◆ **Excerpt provided**:
┏━━

Review Article

B-Spline-Based Sieve Estimation in Survival Analysis

ABSTRACT

This manuscript reviews important work about the B-spline-based sieve maximum likelihood estimation in survival analysis including studies for nonparametric and semiparametric problems. It also discusses some advantages of spline-based sieve estimation over purely non- parametric or semiparametric estimation including its computing cost and estimation accuracy.

KEYWORDS

The B-Spline functions; Sieve estimation; Survival analysis

Introduction

Spline functions are piecewise polynomial functions and used to approximate smooth functions in numerical analysis. The B-spline functions are one type of the most popular spline functions in statistical computing and available in multiple statistical packages. Here a B-spline function is a linear combination of a set of B-spline basis functions. A set of B-spline basis functions are defined by Schumaker [1]. Sieve estimation [2] means the maximum likelihood estimation in a subspace of whole objective function space where the subspace converges to the whole space as sample size increases. Hence, intuitively sieve estimation converges to the true target function as sample size increases as well. In this manuscript we review the sieve estimation in the B-spline function space in survival analysis models. The B-spline-based sieve estimation requires that the true target function is a smooth function, which is a reasonable assumption for many real applications. The B-spline-based sieve estimation is usually more efficient than its purely nonparametric or semiparametric counterpart when the smooth assumption is valid. First we discuss the B-spline-based sieve estimation approach in nonparametric problems. Then we discuss the B-spline-based semiparametric sieve estimation approach. In section 4, we discuss some of the advantages of the B-spline-based sieve estimation approach over the conventional approach; we also discuss the applicability of this approach for future studies.

┗━━

◆ **Required work**:
**a)** Please quote the B-spline survival analysis review from "B-Spline-Based Sieve Estimation in" up to and including "and estimation accuracy.".
**b)** List every keyword given for the B-spline survival analysis review.
**c)** Write what comes next in the B-spline survival analysis review after its final sentence.

◆ **Labeled area outline items**:
┏━━

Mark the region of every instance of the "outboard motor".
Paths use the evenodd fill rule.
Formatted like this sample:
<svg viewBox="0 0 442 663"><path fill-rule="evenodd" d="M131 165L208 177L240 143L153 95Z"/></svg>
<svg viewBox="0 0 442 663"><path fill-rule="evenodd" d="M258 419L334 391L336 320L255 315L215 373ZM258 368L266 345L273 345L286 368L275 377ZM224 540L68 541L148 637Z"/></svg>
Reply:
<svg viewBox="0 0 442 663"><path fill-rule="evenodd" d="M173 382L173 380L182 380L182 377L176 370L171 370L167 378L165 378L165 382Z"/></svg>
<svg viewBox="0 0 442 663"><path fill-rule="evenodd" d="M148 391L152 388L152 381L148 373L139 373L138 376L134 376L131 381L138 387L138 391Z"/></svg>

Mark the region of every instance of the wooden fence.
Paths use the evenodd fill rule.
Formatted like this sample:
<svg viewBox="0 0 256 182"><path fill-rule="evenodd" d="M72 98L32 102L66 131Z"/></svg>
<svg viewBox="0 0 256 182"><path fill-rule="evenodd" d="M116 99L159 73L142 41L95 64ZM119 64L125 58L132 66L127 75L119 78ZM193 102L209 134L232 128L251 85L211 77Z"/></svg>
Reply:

┗━━

◆ **Expected answers**:
**a)**
B-Spline-Based Sieve Estimation in Survival Analysis

ABSTRACT

This manuscript reviews important work about the B-spline-based sieve maximum likelihood estimation in survival analysis including studies for nonparametric and semiparametric problems. It also discusses some advantages of spline-based sieve estimation over purely non- parametric or semiparametric estimation including its computing cost and estimation accuracy.

**b)** The B-spline functions; Sieve estimation; Survival analysis

**c)**
B-spline-based nonparametric sieve estimation

Lu et al. [3] proposed likelihood-based sieve estimation for the mean function of the counting processes with panel count data. They actually adopted the monotone I-spline function to approximate the smooth monotone mean function of the counting process. Wu and Zhang [4] found that each I-spline basis function is a partial sum of a set of B-spline basis functions. The adoption of the I-spline function instead of the B-spline function could simplify the constraints to guarantee monotonicity [4]. The idea of estimating monotone mean function directly rather than its derivative as proposed by Cheng and Wang [5] would require monotone constraints but remove the extra integration step. They proved that the sieve estimators has faster convergence rate than their purely nonparametric alternatives proposed by Wellner and Zhang [6]. Simulation studies showed that their estimators have smaller variances and mean squared errors as well. Wu and Zhang [4] proposed tensor-spline-based sieve estimation for the joint cumulative distribution function (CDF) with bivariate current status data. In this project, we adopted the tensor spline function to approximate the bivariate CDF. The tensor spline function is a linear combination of the tensor spline basis function [7]. As in Lu et al. [3], we used the tensor I-spline function for computing to simplify the partially monotone constraints. However, due to the well developed theoretical results for the B-spline function in numerical analysis, we used the tensor B-spline function for theoretical development. We proved that the tensor spline estimator for joint CDF convergent and our convergence rate is better than n^{1/3}, the conjecture of the convergence rate for the alternative purely nonparametric approach proposed by [8]. Our simulation studies showed that our estimator has smaller bias and mean square error than its counterpart.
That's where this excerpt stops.